### [GIVEN EXERCISE 1]
Summarize the piece about the "Throw" art project in two sentences.
### [GIVEN EXERCISE 2]
According to the piece on the "Throw" art project, which microcontroller will the grid of light beams be connected to?
### [GIVEN EXERCISE 3]
Carry on with the piece about the "Throw" art project from its last sentence.

### [SUPPLIED PASSAGE]
* Start *

Active Art Project, “Throw”

I’ve recently started on an art project that’s going to combine 4 of my absolute favorite activities, creating digital art, web-development, construction, and throwing balls at things. I’m so excited about this idea!

This project has been in the planning/research stages for a while, but I’m still very early on, and I want to write about the project and the process as it progresses here.

What is it?

There are several ways I could answer that, let me start with how one will use it.

You’ll start off holding a tennis ball, standing 10 – 60 feet away from a plywood board with a frame around it. On this board, you’ll notice an 8×8 grid of 4″ squares painted on it. An LED light will shine from one of these squares, and you’ll be instructed to hit that square with the tennis ball.

You’ll throw the ball, and a monitor, or nearby tablet will blink and give you a score, showing you where you were supposed to hit and where you hit. There will be two grids on this screen, grid one will show a color plotted on the square you were supposed to hit, and grid two will show the same color plotted wherever you actually hit.

After repeating this process 63 times. You’ll end up with a final accuracy score and two grids, one will be the source image you were (unknowingly) attempting to recreate, and the second will be your recreation. Theoretically, if one had perfect aim, the two would be exactly the same.

These two images will be automatically uploaded to a web-app where they will be added to two larger images. Image 1 gets placed, like a puzzle piece among other source images, to ultimately create the larger original source image from which it came. Image 2 (the recreation attempt) gets placed, similarly among the other recreation attempts created by the throwers before you, to ultimately create a collective recreation attempt of the larger original image.

How does it work?

Well, that’s where it gets interesting.

Basically, how the board will work, is that a couple inches off the board’s surface, built into the surrounding frame, there will be 2 arrays of 36 light sources (laser diodes (or LEDs), arranged along the X and Y axes of the board (72 total). Directly across the board from each of these, will be a corresponding light sensors (phototransistors or photoresistors). This will create a grid of beams, all connected to an Arduino Uno microcontroller.

* End *

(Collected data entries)
* Start *

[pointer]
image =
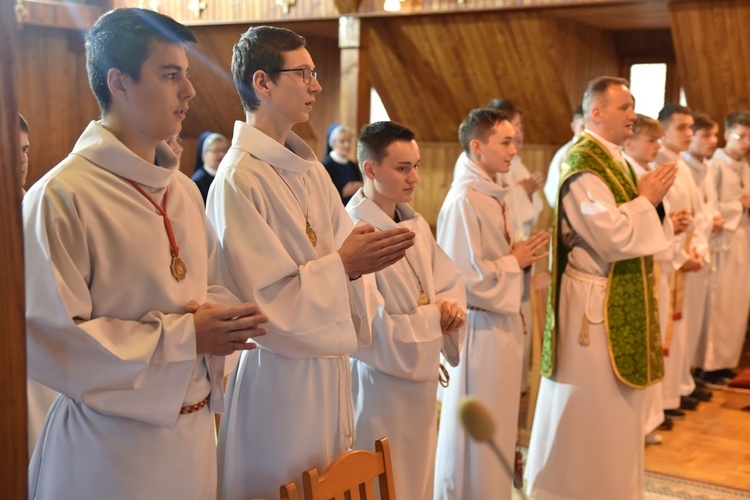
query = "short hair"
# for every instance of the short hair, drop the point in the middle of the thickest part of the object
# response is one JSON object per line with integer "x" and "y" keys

* End *
* Start *

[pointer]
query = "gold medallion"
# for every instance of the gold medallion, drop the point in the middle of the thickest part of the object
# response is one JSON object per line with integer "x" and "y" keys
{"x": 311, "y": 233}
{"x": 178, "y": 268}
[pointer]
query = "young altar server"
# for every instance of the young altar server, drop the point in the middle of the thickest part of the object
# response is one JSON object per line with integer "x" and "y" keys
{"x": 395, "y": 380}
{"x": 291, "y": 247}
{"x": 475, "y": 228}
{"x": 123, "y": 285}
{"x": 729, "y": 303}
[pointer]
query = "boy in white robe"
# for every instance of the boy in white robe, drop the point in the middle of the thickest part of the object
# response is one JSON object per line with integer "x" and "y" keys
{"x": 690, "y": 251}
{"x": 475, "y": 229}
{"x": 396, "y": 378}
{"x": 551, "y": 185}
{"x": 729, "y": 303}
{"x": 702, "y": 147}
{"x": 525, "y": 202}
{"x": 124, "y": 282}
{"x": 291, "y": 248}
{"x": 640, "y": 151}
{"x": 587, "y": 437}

* End *
* Start *

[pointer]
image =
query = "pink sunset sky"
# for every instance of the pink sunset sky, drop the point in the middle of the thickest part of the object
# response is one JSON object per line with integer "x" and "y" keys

* End *

### [WRITTEN REPLY 1]
In the "Throw" project, a player throws a tennis ball at whichever square is lit by an LED on an 8×8 grid painted on a plywood board, and a screen then shows where the ball was supposed to hit and where it actually hit. The finished source and recreation grids are uploaded to a web app that combines them with other throwers' results into a larger source image and a collective recreation, while the board detects hits with a grid of light beams running between sources and sensors in its frame, all connected to an Arduino Uno.

### [WRITTEN REPLY 2]
An Arduino Uno.

### [WRITTEN REPLY 3]
When an object passes through this beam grid, it will temporarily block some of the beams. By monitoring which beams are blocked on both the x and y axes, the Arduino & computer it’s connected to, will determine (approximately) where the ball hit the board, and feed this information into the web-app. Voila!

So I know how to build the web-app, how to build the wooden frame, and definitely how to throw tennis balls at things, but electronic hardware, well, that’s not my strong suit. Hence, me joining Maui Makers and learning about Arduinos. People on the Arduino forums have also been very helpful, if you’re interested, check out the Arduino forum thread where I’m getting help.

I’ve sketched out basic diagrams of how this will work, and have started researching the exact hardware I’ll need to make it happen. The more I research and talk to people about the idea, the less simple it seems. I’m realizing making this theoretical idea a physical reality is quite a bit more complicated than I initially thought. But luckily, every time I talk to people we come up with even more potential applications for a sensor board like this.

Once the hardware is built, the applications are seemingly endless. here are just a few that have come up.

  • Use it to play Battleship. But no calling ‘A4’, you just try to hit a spot with the ball, and wherever you hit, that’s where you hit.
  • Use it as an instrument, block different beams to play different notes.
  • Use it for pitching practice, to track accuracy.
  • Use it to draw/paint by dragging your hand through the beam grid. Or you could choose a color on a tablet, then throw a ball to plot that color wherever you hit on a grid.
  • If other people built these sensor boards, we could have people all over the world throwing at boards and contributing to the same images, or playing Battleship remotely.
  • Group throwers by skill level or age, and have them recreate the same source images. How does that affect the fidelity of the recreations?
  • People could take photos of themselves with a phone, then that photo could become the image they’re recreating by throwing at the board.

The possibilities are endless. And beautifully, it’s a way to be ACTIVE while interacting with computers and creating art.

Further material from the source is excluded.